BRIEF: Could you return all of the entries word for word, minus any pictures?

======== SOURCE DATA

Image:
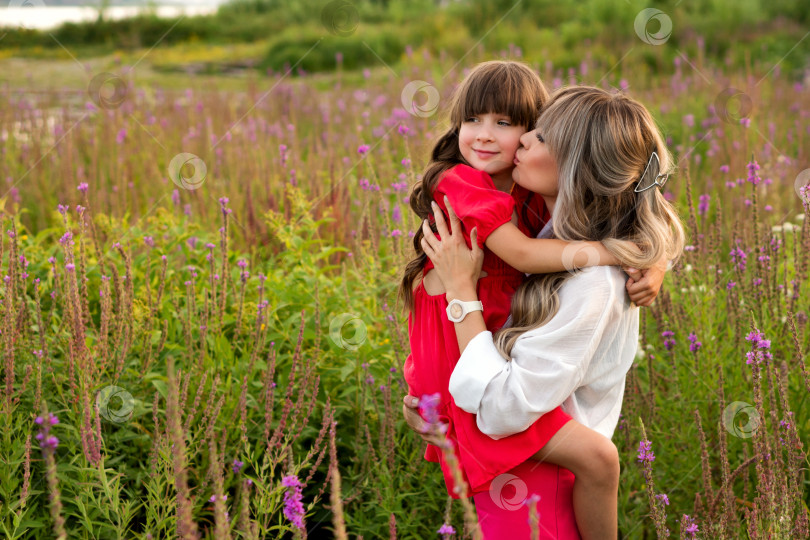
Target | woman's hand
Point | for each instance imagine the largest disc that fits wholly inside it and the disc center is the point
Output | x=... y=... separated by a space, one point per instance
x=643 y=286
x=417 y=423
x=458 y=266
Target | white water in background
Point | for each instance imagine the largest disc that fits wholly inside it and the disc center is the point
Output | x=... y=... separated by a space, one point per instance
x=45 y=17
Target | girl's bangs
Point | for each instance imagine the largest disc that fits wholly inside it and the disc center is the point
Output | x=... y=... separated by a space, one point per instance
x=508 y=96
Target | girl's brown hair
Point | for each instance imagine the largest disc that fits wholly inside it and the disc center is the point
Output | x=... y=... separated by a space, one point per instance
x=502 y=87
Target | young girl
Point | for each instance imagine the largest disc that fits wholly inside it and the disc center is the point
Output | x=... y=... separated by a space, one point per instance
x=472 y=165
x=597 y=158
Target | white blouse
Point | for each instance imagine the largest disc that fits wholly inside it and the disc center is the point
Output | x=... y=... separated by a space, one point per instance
x=579 y=360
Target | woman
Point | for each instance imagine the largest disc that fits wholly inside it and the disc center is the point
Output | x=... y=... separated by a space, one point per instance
x=597 y=159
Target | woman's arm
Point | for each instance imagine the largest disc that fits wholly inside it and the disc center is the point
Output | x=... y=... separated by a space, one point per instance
x=545 y=255
x=458 y=268
x=548 y=364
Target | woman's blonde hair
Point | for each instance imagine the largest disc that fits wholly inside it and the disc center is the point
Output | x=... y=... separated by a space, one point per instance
x=498 y=86
x=602 y=143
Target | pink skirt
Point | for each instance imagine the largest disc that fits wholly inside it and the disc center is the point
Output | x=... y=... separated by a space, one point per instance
x=504 y=515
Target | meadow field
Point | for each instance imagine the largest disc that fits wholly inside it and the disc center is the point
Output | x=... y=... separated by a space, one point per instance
x=198 y=310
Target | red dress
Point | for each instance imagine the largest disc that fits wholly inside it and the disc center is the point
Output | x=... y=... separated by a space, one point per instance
x=434 y=348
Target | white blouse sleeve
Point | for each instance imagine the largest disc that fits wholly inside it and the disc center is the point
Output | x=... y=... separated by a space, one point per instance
x=548 y=363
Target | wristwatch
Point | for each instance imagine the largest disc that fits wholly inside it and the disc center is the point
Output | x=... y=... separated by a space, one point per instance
x=457 y=310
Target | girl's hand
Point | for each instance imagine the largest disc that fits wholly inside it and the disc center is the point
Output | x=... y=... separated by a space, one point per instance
x=417 y=423
x=643 y=286
x=458 y=266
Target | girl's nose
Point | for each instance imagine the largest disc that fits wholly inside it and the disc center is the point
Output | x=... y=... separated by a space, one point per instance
x=484 y=134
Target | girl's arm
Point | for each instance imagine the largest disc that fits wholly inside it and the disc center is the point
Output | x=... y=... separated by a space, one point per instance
x=545 y=255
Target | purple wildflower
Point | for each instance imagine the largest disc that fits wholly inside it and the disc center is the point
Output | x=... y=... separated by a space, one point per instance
x=293 y=509
x=669 y=343
x=428 y=405
x=645 y=453
x=694 y=344
x=738 y=257
x=689 y=526
x=753 y=167
x=703 y=205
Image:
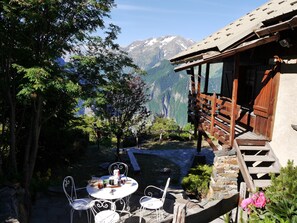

================

RESULT OF THIS TASK:
Image:
Target | woman's hand
Point | for each instance imagine the largest disc that fits wholly inside it and the disc center is the point
Output | x=... y=... separated by a space, one point per instance
x=643 y=286
x=417 y=423
x=458 y=266
Target | white water in background
Point | for each instance imagine the largest disc that fits wholly inside it and the disc center is the point
Output | x=... y=... separated by a space, one point per instance
x=45 y=17
Target | girl's bangs
Point | for each instance imagine the largest disc that fits wholly inside it and the disc center is the point
Output | x=... y=... separated by a space, one point per instance
x=508 y=96
Target | girl's brown hair
Point | for each instance imagine the largest disc that fits wholly inside it and the disc center is the point
Output | x=... y=... separated by a space, one point per instance
x=502 y=87
Target | young girl
Point | for each instance imagine the largest disc that fits wholly inside it and the disc center is the point
Output | x=... y=... separated by a space, one point per instance
x=472 y=165
x=597 y=158
Target | white blouse
Point | for each instance imagine the largest disc that fits wholly inside it and the disc center is the point
Output | x=... y=... separated by a space, one point per instance
x=579 y=360
Target | woman
Point | for each instance imagine the largest disc that fits wholly inside it and the disc center is the point
Output | x=... y=... separated by a space, one point per instance
x=597 y=159
Target | woman's arm
Point | for each instance imagine the largest disc that fits wholly inside it and the disc center is the point
Output | x=... y=... separated by a space, one point per instance
x=545 y=255
x=458 y=268
x=548 y=364
Target | woman's blonde hair
Point | for each instance imagine the largest disc that fits wholly inside it and the disc center is the point
Output | x=... y=... separated by a space, one point per instance
x=498 y=86
x=602 y=143
Target | pink skirt
Point | for each instance imagine the largest disc that fits wholly inside it and the disc center is the point
Output | x=... y=... separated by a space, one point per instance
x=504 y=515
Target | meadow field
Point | for each instance imagine the largest disc that fits wholly inside it and the disc center is the point
Output | x=... y=... separated by a space, one point per instance
x=198 y=310
Target | red dress
Point | for each instance imagine the largest disc that fits wholly inside it and the disc center is the point
Output | x=... y=... separated by a space, one point per instance
x=434 y=348
Target | white blouse sleeve
Point | for each instance imagine the largest disc that fits wholly inside it and the disc center is the point
Output | x=... y=... separated by a space, one point per instance
x=548 y=363
Target | wristwatch
Point | for each instance imagine the largest disc that fits wholly inside it and the disc center is the point
Output | x=... y=... separated by a space, one point per instance
x=457 y=310
Target | girl's hand
Point | for each instance imagine the largest disc that fits wholly inside it and the disc center is the point
Output | x=... y=... separated by a space, one point per instance
x=417 y=423
x=643 y=286
x=458 y=266
Target | girl's nose
Point | for each instance imagine the largest disc that fits wholly inside it and the disc center is the point
Output | x=... y=... separated by a space, one point per instance
x=484 y=134
Target | girl's arm
Point | for each instance imagine the largest disc that fits wholly inside it and the disc center is the point
Output | x=... y=... separated by a space, one point per instance
x=545 y=255
Target | purple wildflower
Point | for each instance imagine the largest disc that fits wholly inside it and the disc center is the point
Output | x=... y=... separated by a space, one point per instance
x=293 y=509
x=669 y=343
x=428 y=405
x=645 y=453
x=694 y=344
x=738 y=257
x=689 y=526
x=753 y=167
x=703 y=205
Image:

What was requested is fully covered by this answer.